# EXTRACT
- - -
[hpsdr] Horton LO: DDS fractional-N divider

Sat Jun 17 17:22:17 PDT 2006

Consider using a DDS as a divider in a PLL. Compared to other schemes, it
does fractional division very cleanly and most of the spurs are cleaned up
because it is inside the loop. This doesn't result in even step sizes, but
that can be compensated for.

73,

John
KD6OZH

----- Original Message ----- 
From: "Philip Covington" <p.covington at gmail.com>
To: "Chris Bartram" <chris at chris-bartram.co.uk>; "Phil Harman"
<pvharman at arach.net.au>
Cc: <uwsdr at yahoogroups.com>; <hpsdr at hpsdr.org>
Sent: Saturday, June 17, 2006 21:38 UTC
Subject: Re: [hpsdr] Horton LO: Further thoughts

> ***** High Performance Software Defined Radio Discussion List *****
>
> On 6/17/06, Chris Bartram <chris at chris-bartram.co.uk> wrote:
> > ***** High Performance Software Defined Radio Discussion List *****
> >
> > I can see a few potential problems with Phil's proposal:
> >
> > a/ Trying to make a decent phase-frequency detector in an FPGA isn't
going to
> > be that easy.
- - -
# SUPPLIED MATERIAL
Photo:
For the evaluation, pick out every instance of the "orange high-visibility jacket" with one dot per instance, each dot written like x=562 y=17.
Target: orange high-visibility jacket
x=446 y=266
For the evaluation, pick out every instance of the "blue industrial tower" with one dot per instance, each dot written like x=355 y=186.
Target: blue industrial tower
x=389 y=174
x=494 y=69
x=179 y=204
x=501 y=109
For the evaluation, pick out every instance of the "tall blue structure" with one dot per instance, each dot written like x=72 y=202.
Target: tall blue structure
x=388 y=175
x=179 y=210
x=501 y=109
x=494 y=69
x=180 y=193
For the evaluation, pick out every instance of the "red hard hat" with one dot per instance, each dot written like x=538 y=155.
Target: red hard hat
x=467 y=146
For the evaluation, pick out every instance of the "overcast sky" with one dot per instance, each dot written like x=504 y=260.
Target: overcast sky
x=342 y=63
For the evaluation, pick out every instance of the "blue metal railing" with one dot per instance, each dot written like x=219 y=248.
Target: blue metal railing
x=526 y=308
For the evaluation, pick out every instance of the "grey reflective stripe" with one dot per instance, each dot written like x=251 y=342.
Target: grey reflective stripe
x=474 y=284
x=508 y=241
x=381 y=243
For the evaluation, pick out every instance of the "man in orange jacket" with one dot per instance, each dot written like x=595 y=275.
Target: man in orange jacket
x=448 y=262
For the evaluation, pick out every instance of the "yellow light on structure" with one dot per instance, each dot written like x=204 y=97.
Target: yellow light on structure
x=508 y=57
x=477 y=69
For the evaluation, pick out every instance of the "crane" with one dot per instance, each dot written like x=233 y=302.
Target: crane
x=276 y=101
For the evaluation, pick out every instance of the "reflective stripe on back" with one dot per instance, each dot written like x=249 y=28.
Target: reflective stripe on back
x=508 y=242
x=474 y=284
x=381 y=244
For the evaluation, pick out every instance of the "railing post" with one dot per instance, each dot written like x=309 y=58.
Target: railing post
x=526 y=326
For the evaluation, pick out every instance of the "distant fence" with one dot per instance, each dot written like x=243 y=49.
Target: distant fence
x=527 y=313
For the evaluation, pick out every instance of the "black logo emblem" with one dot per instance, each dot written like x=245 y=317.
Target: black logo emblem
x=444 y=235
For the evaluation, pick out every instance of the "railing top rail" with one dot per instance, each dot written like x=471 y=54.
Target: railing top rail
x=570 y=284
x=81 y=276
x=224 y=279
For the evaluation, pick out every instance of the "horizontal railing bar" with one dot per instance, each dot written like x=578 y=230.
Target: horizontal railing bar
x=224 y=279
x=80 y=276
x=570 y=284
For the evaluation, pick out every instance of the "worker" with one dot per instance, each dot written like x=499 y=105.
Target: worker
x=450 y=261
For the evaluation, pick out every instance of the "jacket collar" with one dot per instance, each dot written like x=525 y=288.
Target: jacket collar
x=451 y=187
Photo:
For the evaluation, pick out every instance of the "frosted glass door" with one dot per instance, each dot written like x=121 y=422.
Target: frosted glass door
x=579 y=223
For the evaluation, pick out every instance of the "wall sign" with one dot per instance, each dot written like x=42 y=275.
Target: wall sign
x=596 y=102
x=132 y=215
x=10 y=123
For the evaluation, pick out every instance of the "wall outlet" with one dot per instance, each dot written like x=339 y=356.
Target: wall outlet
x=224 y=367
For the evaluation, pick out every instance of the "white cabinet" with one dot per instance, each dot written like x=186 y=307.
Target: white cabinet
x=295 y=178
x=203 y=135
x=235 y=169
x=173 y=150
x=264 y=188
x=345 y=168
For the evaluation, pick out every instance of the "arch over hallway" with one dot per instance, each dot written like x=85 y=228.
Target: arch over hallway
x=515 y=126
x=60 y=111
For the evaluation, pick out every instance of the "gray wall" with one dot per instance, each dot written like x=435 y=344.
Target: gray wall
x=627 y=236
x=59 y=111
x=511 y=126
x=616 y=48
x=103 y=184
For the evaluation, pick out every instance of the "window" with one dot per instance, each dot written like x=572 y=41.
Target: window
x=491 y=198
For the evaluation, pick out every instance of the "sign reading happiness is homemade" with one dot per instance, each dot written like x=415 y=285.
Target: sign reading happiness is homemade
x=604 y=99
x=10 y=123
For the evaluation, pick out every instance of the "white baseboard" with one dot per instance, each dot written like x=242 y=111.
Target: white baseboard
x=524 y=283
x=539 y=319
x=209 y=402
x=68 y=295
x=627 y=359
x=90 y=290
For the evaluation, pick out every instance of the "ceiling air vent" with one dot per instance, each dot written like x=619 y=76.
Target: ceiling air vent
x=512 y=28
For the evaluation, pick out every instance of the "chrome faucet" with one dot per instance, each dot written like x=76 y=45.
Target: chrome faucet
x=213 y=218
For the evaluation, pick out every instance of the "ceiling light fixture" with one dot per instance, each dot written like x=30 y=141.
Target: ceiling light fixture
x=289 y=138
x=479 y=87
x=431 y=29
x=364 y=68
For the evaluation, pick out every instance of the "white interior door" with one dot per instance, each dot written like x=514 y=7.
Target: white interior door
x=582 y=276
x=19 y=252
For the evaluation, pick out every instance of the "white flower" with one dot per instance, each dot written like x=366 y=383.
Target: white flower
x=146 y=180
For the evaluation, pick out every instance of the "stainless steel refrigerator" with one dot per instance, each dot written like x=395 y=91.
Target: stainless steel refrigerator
- - -
# ACTIONS TO TAKE
1. Find every line in the records that contains the string "emblem", treating uppercase and lowercase letters as distinct, and copy each such line.
2. Write what comes next in the mailing-list thread on the DDS fractional-N divider, starting immediately after its final sentence.

# ANSWERS TO THE EXERCISE
1.
For the evaluation, pick out every instance of the "black logo emblem" with one dot per instance, each dot written like x=245 y=317.
Target: black logo emblem

2.
> >
> > b/ you're handicapping yourselves by using a VHF VCO. To get the near
octave
> > tuning range required in a VHF VCO with low noise (even with pre-tuning)
> > isn't easy, and you'll end-up with some critical analogue design
problems.
> >
> > c/ The relatively large N-divider ratios will lead to worse close-in
phase
> > noise than might be possible.
> >
> > If I were trying to design a synth. for an HF receiver, I'd be very
tempted to
> > start with a VCO operating in the 2GHz region, and to use that within a
loop
> > controlled by a commodity synthesiser chip such as those produced by
National
> > or AD. I'd then use the N-divider of a second synth. chip to divide the
> > locked VCO output to HF.
> >
> > My reasons for suggesting the use of synthesiser chips rather than the
FPGA
> > approach include:
> >
> > a/ the level of development of the PFDs - there's about three decades of
> > engineering development residing in the current designs
> >
> > b/ the relatively good phase noise of the dividers - see above...
> >
> > c/ the potential to use a fractional/N part to get 'awkward' frequency
> > spacings or to keep the reference frequency high, and consequently the N
> > division ratio low.
> >
> > The downside is that it needs, maybe, a single extra package costing a
couple
> > of Euros, although it might be possible to use one of the dual
synthesiser
> > parts.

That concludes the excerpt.